LISTED RECORDS:
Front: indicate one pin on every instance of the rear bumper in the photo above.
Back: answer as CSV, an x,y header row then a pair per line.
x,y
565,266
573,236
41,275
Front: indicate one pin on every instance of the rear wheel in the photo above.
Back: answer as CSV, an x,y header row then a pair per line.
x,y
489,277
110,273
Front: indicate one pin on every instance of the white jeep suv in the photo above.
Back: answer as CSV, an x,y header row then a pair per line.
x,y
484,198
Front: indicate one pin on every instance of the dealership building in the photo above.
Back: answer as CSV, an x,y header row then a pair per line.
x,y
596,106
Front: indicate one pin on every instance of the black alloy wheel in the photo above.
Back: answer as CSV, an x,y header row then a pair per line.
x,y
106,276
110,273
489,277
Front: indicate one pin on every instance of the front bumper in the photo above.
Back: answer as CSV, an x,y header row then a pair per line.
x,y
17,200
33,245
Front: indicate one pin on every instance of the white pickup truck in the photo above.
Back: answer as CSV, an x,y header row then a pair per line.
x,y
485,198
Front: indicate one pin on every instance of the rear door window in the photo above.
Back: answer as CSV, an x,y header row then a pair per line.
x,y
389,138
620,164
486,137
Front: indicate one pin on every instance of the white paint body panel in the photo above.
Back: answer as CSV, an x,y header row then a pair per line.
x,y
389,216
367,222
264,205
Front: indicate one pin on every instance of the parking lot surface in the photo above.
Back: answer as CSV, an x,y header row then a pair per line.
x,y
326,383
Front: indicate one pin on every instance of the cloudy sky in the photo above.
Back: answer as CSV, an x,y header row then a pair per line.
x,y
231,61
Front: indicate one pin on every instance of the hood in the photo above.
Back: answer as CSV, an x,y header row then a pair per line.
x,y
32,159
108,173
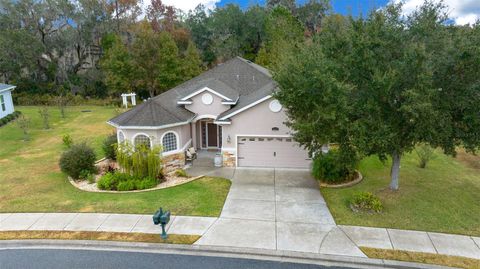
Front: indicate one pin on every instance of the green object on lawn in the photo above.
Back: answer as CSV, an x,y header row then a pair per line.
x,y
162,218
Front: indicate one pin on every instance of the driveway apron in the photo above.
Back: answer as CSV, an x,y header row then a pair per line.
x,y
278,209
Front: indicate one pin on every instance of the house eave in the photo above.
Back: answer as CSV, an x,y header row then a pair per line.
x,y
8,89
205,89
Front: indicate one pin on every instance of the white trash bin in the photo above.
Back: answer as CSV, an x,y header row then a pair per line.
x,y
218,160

...

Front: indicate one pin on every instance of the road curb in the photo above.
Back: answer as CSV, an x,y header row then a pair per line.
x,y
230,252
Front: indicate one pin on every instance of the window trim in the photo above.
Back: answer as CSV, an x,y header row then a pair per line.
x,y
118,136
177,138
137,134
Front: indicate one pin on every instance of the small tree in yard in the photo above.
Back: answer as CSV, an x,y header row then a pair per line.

* * *

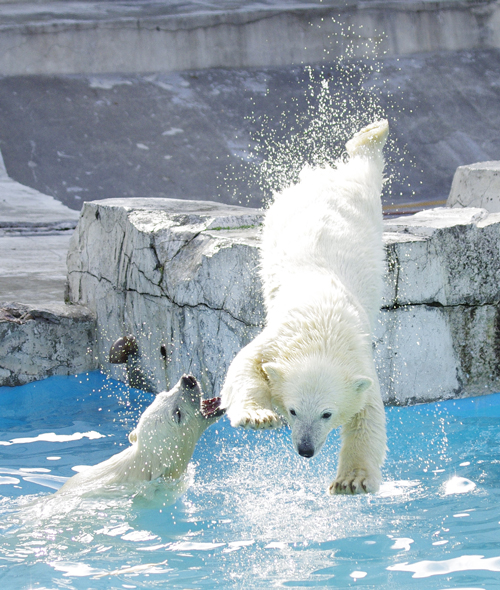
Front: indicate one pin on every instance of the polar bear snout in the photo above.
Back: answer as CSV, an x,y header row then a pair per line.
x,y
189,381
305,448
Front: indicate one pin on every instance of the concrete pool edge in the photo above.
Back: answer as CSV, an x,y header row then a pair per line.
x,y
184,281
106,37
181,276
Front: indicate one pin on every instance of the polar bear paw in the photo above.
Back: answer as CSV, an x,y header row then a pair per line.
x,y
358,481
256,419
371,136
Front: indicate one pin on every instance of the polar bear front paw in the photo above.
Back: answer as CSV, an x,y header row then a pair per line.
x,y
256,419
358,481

TASK:
State how many lines of the entries include the word "rear", giving that number by itself.

RESULT OF THE TASK:
3